**Quelltext**
▼

Hamburg. Der Weg zur Macht – die Serie zur Kanzlerschaft des Hamburgers Olaf Scholz. Teil 4: Helmut Schmidts Rolle, was die beiden unterscheidet.

Dies ist die Geschichte eines Politikers, der belächelt und als „Scholzomat“ verspottet wurde, den die eigene Partei lange nicht geliebt hat und der trotzdem fest daran glaubte, eines Tages Bundeskanzler der Bundesrepublik Deutschland zu werden. So fest, dass Olaf Scholz schon 2018 genau voraussagte, was drei Jahre später bei der Bundestagswahl passieren würde ...

Bei einem Abendessen im Hotel Atlantic im Jahr 2011 meinten es die Gastgeber sehr gut mit dem neuen Chefredakteur des Hamburger Abendblatts. Sie platzierten mich an einem Tisch direkt neben Altbundeskanzler Helmut Schmidt, und ich gebe zu, dass ich richtig, richtig aufgeregt und ziemlich unsicher war.

Ich war Helmut Schmidt vorher noch nie begegnet, ich hatte nur viele Geschichten über ihn gehört, eine war (Ehr-)Furcht einflößender als die andere. Schmidt war eine dieser Legenden, von denen man sich nicht vorstellen konnte, dass es sie wirklich gibt, und noch weniger, dass man bei einem Abendessen neben ihnen sitzt.

Helmut Schmidt: Ein Gespräch im Atlantic-Hotel

Ich tat es nun, näherte mich dem Tisch, an dem er schon in seinem Rollstuhl saß, die Zigarette im Mund, ein Glas Cola vor sich. Ich weiß nicht mehr, was ich gesagt, ob ich mich vorgestellt habe, so nach dem Motto: „Ich bin der neue Chefredakteur des Hamburger Abendblatts, guten Abend, Herr Schmidt.“ Ich weiß nur, dass er nicht reagiert hat. Ich nahm Platz, zusammen mit zwei Bankern aus der Schweiz, die wie ich Schmidt ansahen, als sei er eines der Weltwunder.

Der bestellte ein zweites Glas Cola, steckte sich eine Zigarette an und wirkte, als habe er gar keine Lust, hier zu sitzen. Als die Vorspeise kam, von der Schmidt nur zwei Happen nahm, bevor er sich wieder der Cola zuwandte, trauten sich die Banker, ihn anzusprechen.

▲

**Aufgaben**
1) Gib bitte aus dem Artikel über Olaf Scholz und Helmut Schmidt den Abschnitt wörtlich wieder, beginnend mit „Dies ist die“ und weiter bis einschließlich „Bundestagswahl passieren würde ...“.
2) Setze den Artikel über Olaf Scholz und Helmut Schmidt dort fort, wo er aufhört.

**Datenabschnitt**

▼

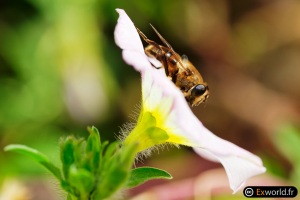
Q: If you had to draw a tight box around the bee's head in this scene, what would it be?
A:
[188,83,209,106]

▲

**Gelöste Aufgaben**
1)
Dies ist die Geschichte eines Politikers, der belächelt und als „Scholzomat“ verspottet wurde, den die eigene Partei lange nicht geliebt hat und der trotzdem fest daran glaubte, eines Tages Bundeskanzler der Bundesrepublik Deutschland zu werden. So fest, dass Olaf Scholz schon 2018 genau voraussagte, was drei Jahre später bei der Bundestagswahl passieren würde ...

2)
„Herr Schmidt“, sagten sie, „wir machen uns Sorgen um den Euro. Sind die berechtigt?“ Der Altkanzler überlegte kurz, ohne die beiden Herren, die ihm gegenübersaßen, anzusehen, und sagte dann: „Nein.“ Die Banker strahlten, als ob damit die Zukunft der Währung ein für alle Mal gesichert sei.

Olaf Scholz: Schmidt interessiert Kommunales nicht

Als die Hauptspeise kam, in der Schmidt wieder nur lustlos herumstocherte, nahm ich meinen ganzen Mut zusammen und versuchte, ein Gespräch zustande zu bringen. Ich wollte mit ihm über etwas reden, von dem ich glaubte, mich darin hinreichend auszukennen, und das war, natürlich, die Hamburger Lokalpolitik. Wenige Monate vorher hatte die SPD mit Olaf Scholz wieder das Amt des Bürgermeisters übernommen, das Rathaus von der CDU zurückgeholt.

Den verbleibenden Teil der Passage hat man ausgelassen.